### [ACTION ITEM]
The response must consist of all the records, retyped exactly.

### [Source records]
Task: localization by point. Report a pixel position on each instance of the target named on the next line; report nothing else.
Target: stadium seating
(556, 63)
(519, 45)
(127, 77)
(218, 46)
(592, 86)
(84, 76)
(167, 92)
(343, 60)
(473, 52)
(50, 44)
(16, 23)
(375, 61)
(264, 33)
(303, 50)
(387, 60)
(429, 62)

### [TASK SOLUTION]
Task: localization by point. Report a pixel position on each instance of the target named on the next line; report nothing else.
Target: stadium seating
(556, 63)
(519, 45)
(127, 77)
(218, 46)
(592, 86)
(84, 76)
(167, 92)
(343, 60)
(473, 52)
(50, 44)
(16, 23)
(375, 61)
(264, 33)
(303, 50)
(387, 60)
(429, 62)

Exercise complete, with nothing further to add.